Exercise requirements:
**a.** Decide whether each statement below agrees with the passage about Cook's case, answering yes or no and quoting the exact words that settle it. (i) Cook's family raised $500 to pay for a defense attorney. (ii) Cook pleaded guilty on the eve of his fourth murder trial. (iii) According to Cook, the prison informant who testified against him was released early.
**b.** Carry on the account of Cook's case, picking up after its last sentence.

Supplied text:
☆ ☆ ☆ ☆ ☆

Five days later, Edwards was found raped and murdered, and Cook's fingerprint was found on a patio door. His family scraped together $500 for a defense attorney. After a five-day trial, he was convicted and sent to death row. ''I was 18 and poor and couldn't hire a lawyer to adequately defend me,'' he says. ''Being innocent is not enough to save you.''
One man's trials
Appeals courts granted him three trials because of police and prosecutorial misconduct, including a prison informant who cut a deal with prosecutors and testified that Cook had confessed to Edwards's murder. ''That guy got out early after testifying against me, ended up killing two people, and is now in Missouri doing two life sentences without parole,'' says Cook.
Finally, after pleading no contest on the eve of his fourth murder trial in 1999, Cook was released, though he told the trial judge, ''I would rather be executed than plead guilty to a crime I didn't commit. '' His plea, he stresses, is not an admission of guilt. But if he went to trial again, he knew he'd run the risk of being sent back to death row.
A month later, DNA test results came back, suggesting that Edwards's married boyfriend was the killer.

☆ ☆ ☆ ☆ ☆

Source information:
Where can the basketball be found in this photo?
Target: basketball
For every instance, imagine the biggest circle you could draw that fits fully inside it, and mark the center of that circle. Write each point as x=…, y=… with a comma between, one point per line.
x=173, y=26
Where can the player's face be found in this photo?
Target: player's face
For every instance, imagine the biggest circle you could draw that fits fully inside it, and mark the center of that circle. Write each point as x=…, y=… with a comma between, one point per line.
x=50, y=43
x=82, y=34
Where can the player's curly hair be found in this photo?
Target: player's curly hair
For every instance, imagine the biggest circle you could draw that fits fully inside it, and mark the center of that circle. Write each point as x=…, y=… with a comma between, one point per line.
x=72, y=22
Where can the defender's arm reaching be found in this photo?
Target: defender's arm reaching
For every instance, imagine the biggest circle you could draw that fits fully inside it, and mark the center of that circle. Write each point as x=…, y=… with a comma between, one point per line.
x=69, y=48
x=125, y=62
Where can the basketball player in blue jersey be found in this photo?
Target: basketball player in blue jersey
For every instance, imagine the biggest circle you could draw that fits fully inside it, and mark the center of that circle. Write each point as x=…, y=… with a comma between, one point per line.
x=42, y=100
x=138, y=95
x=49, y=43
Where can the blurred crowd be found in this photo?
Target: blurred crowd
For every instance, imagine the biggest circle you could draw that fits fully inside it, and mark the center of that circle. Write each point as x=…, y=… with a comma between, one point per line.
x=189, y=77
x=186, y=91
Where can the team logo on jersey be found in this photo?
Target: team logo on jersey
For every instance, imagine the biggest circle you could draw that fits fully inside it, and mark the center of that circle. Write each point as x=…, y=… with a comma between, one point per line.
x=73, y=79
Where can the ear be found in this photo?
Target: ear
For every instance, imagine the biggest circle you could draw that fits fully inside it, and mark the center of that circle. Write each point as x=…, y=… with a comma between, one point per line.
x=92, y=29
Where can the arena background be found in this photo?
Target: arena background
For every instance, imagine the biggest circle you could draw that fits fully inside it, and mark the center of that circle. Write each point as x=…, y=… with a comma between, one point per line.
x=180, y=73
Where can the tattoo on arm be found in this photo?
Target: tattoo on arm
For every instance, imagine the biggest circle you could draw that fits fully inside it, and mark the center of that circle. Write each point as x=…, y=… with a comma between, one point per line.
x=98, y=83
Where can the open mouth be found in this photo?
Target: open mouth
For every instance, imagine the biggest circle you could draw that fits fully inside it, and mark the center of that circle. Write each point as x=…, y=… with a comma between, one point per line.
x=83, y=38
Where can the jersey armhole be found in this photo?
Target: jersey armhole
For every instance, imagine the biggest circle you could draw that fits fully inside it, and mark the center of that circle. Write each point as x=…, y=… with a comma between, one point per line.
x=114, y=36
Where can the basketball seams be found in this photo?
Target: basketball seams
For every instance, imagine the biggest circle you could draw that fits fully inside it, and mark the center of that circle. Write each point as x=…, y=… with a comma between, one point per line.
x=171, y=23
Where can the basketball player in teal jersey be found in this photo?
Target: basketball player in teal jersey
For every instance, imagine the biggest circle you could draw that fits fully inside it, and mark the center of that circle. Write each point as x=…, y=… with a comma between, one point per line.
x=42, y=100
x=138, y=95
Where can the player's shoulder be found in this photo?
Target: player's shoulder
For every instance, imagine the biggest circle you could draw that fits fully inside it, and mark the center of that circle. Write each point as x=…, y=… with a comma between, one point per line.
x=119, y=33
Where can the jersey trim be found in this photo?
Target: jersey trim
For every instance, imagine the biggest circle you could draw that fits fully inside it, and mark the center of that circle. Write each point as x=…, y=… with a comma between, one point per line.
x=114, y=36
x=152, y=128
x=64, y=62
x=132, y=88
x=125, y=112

☆ ☆ ☆ ☆ ☆

Expected results:
**a.**
(i) Yes: "His family scraped together $500 for a defense attorney."
(ii) No: "after pleading no contest on the eve of his fourth murder trial in 1999"
(iii) Yes: "That guy got out early after testifying against me"

**b.**
Cook said that man, called ''Professor Whitfield'' in the play, was dean of library sciences at what is now the University of Texas at Tyler, and Edwards was a library clerk working for him. According to court records, they were having an affair, and she attempted suicide after they broke up. He lost his job, and the two were seen arguing on the day of her murder, June 9, 1977. The man has never been prosecuted.
''He works for the Harris County Sheriff's Department,'' Cook says with a wry smile. He adds: ''When all the dust settled, the only real criminals in the courtroom were the prosecutors.''
Has anyone from the Texas criminal justice system ever apologized to him?
''No, no one ever does,'' he says. But other district attorneys and judges have come up to him after the play and apologized on behalf of ''the system.''
This is what Cook most remembers from his time in a 5-by-9-foot cell: for the first 10 years, his only book was the Bible. ''I read it cover to cover, then I smoked it,'' he says. He didn't have rolling papers or money to buy cigarettes, so he made his own, using the Bible pages. He remembers the men who went to the death chamber. ''Some put up a fight, but most go quietly,'' he says.
And there are indelible reminders - on his skin, and his psyche - of the sexual attacks he suffered behind bars: a crude tattoo of a fairy on one arm, an obscenity carved into his buttocks, both put there by other inmates. He tried to kill himself, more than once.
Cook still has trouble being alone, and nights are the worst, but it is life-affirming that he endured what he endured and didn't emerge in a psychotic rage. Indeed, Cook insists that he is not bitter or angry, despite the fact that he will not receive a cent in reparations from the state of Texas. (''You can't sue in Texas,'' he says flatly.)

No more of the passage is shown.